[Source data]
++++++

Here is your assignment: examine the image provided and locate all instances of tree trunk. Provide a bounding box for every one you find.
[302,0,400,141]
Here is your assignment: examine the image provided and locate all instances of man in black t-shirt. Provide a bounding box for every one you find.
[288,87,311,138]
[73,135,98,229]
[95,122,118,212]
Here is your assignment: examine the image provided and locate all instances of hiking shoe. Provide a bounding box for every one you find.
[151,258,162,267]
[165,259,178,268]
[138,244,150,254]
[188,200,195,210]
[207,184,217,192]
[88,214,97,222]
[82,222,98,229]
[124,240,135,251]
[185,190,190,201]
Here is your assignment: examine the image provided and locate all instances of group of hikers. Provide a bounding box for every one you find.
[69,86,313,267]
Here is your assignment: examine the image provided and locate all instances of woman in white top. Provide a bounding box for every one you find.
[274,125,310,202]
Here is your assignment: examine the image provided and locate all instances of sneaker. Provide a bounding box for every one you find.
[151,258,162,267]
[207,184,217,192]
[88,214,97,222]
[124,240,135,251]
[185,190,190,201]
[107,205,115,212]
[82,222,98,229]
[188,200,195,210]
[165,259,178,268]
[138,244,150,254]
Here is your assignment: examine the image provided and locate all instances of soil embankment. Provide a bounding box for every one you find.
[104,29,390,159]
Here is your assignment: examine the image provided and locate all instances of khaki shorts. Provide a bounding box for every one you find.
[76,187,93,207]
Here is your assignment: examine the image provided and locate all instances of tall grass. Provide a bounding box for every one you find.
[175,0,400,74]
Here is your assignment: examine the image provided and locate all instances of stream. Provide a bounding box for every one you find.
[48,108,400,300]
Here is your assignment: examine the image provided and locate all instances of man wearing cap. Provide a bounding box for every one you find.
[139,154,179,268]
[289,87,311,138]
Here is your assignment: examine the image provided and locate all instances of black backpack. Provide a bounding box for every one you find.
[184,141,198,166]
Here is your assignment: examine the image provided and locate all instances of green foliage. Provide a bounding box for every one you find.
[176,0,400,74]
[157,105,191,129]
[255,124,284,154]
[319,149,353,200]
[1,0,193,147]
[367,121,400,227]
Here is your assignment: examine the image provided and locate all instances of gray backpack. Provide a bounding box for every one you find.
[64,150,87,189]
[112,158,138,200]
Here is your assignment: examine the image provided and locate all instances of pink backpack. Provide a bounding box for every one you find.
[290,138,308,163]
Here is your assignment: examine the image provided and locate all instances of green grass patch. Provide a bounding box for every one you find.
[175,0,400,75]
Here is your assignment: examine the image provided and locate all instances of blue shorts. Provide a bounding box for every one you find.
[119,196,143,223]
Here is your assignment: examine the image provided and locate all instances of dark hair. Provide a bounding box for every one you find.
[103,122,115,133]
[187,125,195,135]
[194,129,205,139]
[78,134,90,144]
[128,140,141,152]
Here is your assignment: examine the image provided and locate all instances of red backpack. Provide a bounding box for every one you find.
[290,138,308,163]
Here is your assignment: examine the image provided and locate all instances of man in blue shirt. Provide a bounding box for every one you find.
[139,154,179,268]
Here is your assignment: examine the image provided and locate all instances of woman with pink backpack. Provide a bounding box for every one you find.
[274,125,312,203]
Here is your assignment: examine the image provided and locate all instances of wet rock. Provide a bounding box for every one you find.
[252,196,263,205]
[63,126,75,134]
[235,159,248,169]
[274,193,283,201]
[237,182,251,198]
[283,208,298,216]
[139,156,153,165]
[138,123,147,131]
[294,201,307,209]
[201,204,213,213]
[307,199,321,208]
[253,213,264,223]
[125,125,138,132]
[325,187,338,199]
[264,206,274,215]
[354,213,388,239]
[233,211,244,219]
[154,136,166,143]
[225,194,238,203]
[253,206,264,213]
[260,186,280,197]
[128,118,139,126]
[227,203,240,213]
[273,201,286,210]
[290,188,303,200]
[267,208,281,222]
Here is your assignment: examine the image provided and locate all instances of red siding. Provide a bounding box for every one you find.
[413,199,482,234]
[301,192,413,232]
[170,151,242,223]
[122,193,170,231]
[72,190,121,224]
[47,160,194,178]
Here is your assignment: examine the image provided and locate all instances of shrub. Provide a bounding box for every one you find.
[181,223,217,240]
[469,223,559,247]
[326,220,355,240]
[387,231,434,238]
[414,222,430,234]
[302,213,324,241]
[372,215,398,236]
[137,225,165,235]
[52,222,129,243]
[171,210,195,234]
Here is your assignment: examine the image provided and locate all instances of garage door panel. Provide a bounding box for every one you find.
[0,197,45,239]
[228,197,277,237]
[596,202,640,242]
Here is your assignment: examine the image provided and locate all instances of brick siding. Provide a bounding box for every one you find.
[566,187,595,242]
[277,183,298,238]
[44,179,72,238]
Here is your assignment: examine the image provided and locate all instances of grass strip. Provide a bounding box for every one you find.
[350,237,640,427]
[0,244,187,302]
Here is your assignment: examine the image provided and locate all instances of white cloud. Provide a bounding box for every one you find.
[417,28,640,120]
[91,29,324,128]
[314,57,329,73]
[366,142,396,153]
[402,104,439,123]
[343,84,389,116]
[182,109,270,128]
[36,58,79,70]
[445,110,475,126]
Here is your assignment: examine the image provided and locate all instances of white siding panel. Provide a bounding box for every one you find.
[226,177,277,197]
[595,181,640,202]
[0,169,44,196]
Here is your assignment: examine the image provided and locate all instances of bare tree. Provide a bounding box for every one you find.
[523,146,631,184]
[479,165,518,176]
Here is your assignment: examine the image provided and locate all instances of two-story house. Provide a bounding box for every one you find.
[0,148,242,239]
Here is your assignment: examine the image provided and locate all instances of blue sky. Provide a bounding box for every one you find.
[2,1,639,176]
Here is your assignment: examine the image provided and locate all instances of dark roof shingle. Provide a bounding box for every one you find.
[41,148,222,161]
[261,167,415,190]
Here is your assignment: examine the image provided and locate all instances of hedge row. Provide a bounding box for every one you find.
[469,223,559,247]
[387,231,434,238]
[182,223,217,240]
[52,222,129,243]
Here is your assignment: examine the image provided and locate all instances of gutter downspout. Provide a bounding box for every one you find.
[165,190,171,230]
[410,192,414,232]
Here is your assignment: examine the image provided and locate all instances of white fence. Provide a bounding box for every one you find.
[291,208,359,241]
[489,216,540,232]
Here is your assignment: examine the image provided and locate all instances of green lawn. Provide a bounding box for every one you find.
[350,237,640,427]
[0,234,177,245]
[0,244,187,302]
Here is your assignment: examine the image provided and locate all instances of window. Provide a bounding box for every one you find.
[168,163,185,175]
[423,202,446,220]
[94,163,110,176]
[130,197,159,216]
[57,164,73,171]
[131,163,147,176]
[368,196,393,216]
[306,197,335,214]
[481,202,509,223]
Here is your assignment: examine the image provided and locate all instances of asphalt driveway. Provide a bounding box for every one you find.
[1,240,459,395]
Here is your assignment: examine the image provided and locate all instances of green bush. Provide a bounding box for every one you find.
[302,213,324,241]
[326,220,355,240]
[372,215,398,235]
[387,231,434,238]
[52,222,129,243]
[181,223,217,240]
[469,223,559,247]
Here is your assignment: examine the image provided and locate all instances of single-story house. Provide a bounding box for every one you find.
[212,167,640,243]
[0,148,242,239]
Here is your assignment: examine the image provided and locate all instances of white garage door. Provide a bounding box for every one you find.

++++++

Going line by line, set down the data above exactly as given.

Response:
Here is your assignment: examine the image provided and locate all instances of tree trunk. Provide a bounding box for every one you find.
[302,0,400,141]
Here is your assignment: examine the image provided and locate all instances of man in black t-shirt. Provide a bounding box for every one you find.
[288,87,311,138]
[73,135,98,229]
[95,122,118,212]
Here is your assignment: examine the image provided and locate all instances of hiking shoe. Provide a bounding box for every one you find.
[151,258,162,267]
[165,259,178,268]
[138,244,150,254]
[188,200,195,210]
[207,184,217,192]
[88,214,97,222]
[82,222,98,229]
[124,240,135,251]
[185,190,190,201]
Here is your assignment: examine the image provided and locate all instances of group of hikers. Provide a bounding box for every one you find.
[69,86,313,267]
Here is your assignment: examine the image provided and locate all instances of woman in white top. Provide a bounding box for every one you find.
[274,125,310,202]
Here is your assignment: examine the image provided and locate all instances of sneaker. Provide a bounding box for every one you find.
[151,258,162,267]
[207,184,217,192]
[88,214,97,222]
[124,240,135,251]
[185,190,190,201]
[107,205,115,212]
[82,222,98,229]
[188,200,195,210]
[165,259,178,268]
[138,244,150,254]
Here is your assignment: examine the image provided and locate all instances of soil embankment. Provide a bounding box for every one you find.
[104,29,390,159]
Here is your assignment: examine the image provided and locate all instances of khaki shorts. Provide a bounding box for every one you find.
[76,187,93,207]
Here is your assignment: examine the image provided and locate all instances of tall grass. Provide a bounding box for every one you find.
[175,0,400,74]
Here is your assignment: examine the image provided and locate all instances of stream. Provide a bounding box for every one you find.
[48,108,400,300]
Here is your assignment: examine the image provided and locate all instances of man wearing cap. Provide a bounding box for every one you find.
[139,154,179,268]
[289,87,311,138]
Here is your assignment: examine the image provided and locate all instances of black backpack. Provide a bounding box for every one you find.
[184,141,198,166]
Here is your assignment: examine the image provided and locate all instances of green foliage. Provide a bounding box for every one you find.
[176,0,400,74]
[157,105,191,129]
[255,124,284,154]
[319,149,353,200]
[1,0,193,147]
[367,121,400,227]
Here is your assignment: examine the image provided and locate all instances of gray backpack. Provide a bounding box for every one you find.
[64,150,87,189]
[112,158,138,200]
Here is your assignment: examine the image provided and locate all instances of pink backpack. Provide a bounding box for every one you find.
[290,138,308,163]
Here is your assignment: examine the image provided and locate all instances of green grass patch. Provide a bounding box for every one you find.
[175,0,400,75]
Here is your assignment: examine the image provided and locate all instances of blue shorts. Provide a bounding box for every one you find.
[119,196,143,223]
Here is your assignment: examine the image provided and locate all instances of dark hair. Provide a bounding box for every one you find.
[103,122,115,133]
[187,125,195,135]
[194,129,205,139]
[78,134,90,144]
[128,140,141,152]
Here is your assignment: examine the image provided and locate all instances of red backpack. Provide a bounding box for every one you find.
[290,138,308,163]
Here is your assignment: examine the image provided and locate all instances of man in blue shirt. Provide a bounding box for every one you find.
[139,154,179,268]
Here is your assignment: examine the image provided and locate all instances of woman with pink backpack. Provide a bounding box for every one you find.
[274,125,312,203]
Here is your assignment: examine the image provided and locate all instances of wet rock. Provide a bounding box for every one you find.
[252,196,263,205]
[63,126,75,134]
[235,159,248,169]
[274,193,283,201]
[237,182,251,198]
[283,208,298,216]
[139,156,153,165]
[138,123,147,131]
[294,201,307,209]
[201,204,213,213]
[307,199,321,208]
[253,213,264,223]
[125,125,138,132]
[325,187,338,199]
[264,206,274,215]
[354,213,388,239]
[233,211,244,219]
[154,136,166,143]
[225,194,238,203]
[253,206,264,213]
[260,186,280,197]
[128,118,139,126]
[227,203,240,213]
[273,201,286,210]
[290,188,303,200]
[267,208,281,222]
Here is your assignment: examine the image provided and locate all instances of red siding. Provide a bounding box for every one you find.
[413,199,482,234]
[301,192,413,232]
[170,151,242,223]
[122,193,170,231]
[72,190,121,224]
[47,160,194,178]
Here is your assignment: examine the image provided and locate all instances of shrub. Provide a bounding box for every one you find.
[181,223,217,240]
[469,223,559,247]
[326,220,355,240]
[387,231,434,238]
[414,222,430,234]
[302,213,324,241]
[372,215,398,236]
[137,225,165,235]
[52,222,129,243]
[171,210,195,234]
Here is your assignment: examine the image provided and locate all instances of garage door panel. Provide a bounding box for every one you find.
[0,197,45,239]
[228,197,277,237]
[596,202,640,242]
Here is your assignment: examine the image provided and locate all instances of brick siding. Provide a bounding box for every one you find.
[566,187,595,242]
[277,183,298,238]
[44,179,72,238]
Here is your assignment: examine the image provided and locate all instances of grass strip. Provide a bounding box for every one you find.
[350,237,640,427]
[0,244,187,302]
Here is your assignment: examine the image provided and locate all instances of white cloud. Provide a bounding box for every one you find.
[417,28,640,120]
[91,29,324,128]
[314,57,329,73]
[366,142,396,153]
[402,104,439,123]
[343,84,389,116]
[182,109,270,128]
[36,58,79,70]
[445,110,475,126]
Here is your assignment: examine the image provided and locate all instances of white siding panel. Provide a bounding box for every one you find.
[226,177,277,197]
[595,181,640,202]
[0,169,44,196]
Here is your assignment: examine the image provided and locate all instances of bare tree. Provide a bounding box for every one you find.
[523,146,631,184]
[479,165,518,176]
Here is your assignment: examine the image provided and locate all instances of two-story house. Provide a bounding box for every one you find.
[0,148,242,239]
Here is your assignment: examine the image provided and locate all instances of blue sky. Provide a bounding box for every one you find.
[2,1,639,176]
Here is your assignment: examine the image provided and locate all instances of dark roof shingle. Provide a bounding box for every one you find.
[41,148,222,161]
[261,167,415,190]
Here is your assignment: examine the image provided and locate all instances of hedge row. Provide a bounding box for every one you find.
[469,223,559,247]
[387,231,434,238]
[182,223,217,240]
[52,222,129,243]
Here is your assignment: examine the image provided and locate all instances of gutter downspout. Provide a bounding box for every one you find.
[165,190,171,230]
[410,192,414,232]
Here is your assignment: examine the image provided and locate all instances of white fence. Provide a bounding box for every one you find.
[291,208,359,241]
[489,216,540,232]
Here is your assignment: examine the image provided and locate all instances of green lawn. Provide a bounding box for every one you find.
[350,237,640,427]
[0,234,177,245]
[0,244,187,302]
Here is your assignment: examine the image provided and locate all instances of window. Provide a bounding box for every one you find.
[168,163,185,175]
[423,202,446,220]
[94,163,110,176]
[130,197,159,216]
[57,164,73,171]
[131,163,147,176]
[368,196,393,216]
[306,197,335,214]
[481,202,509,223]
Here is your assignment: examine the image provided and locate all instances of asphalt driveway. Provide a bounding box for every one you find.
[1,240,459,395]
Here is your assignment: examine the image provided and locate all instances of green bush. Provide a bounding box for every one you find.
[302,213,324,241]
[326,220,355,240]
[372,215,398,235]
[387,231,434,238]
[52,222,129,243]
[181,223,217,240]
[469,223,559,247]
Here is your assignment: examine the image provided and locate all instances of single-story house. Provide a bounding box for every one you find.
[212,167,640,243]
[0,148,242,239]
Here is your assignment: examine the image provided and locate all instances of white garage door. Provide a bounding box for every one you find.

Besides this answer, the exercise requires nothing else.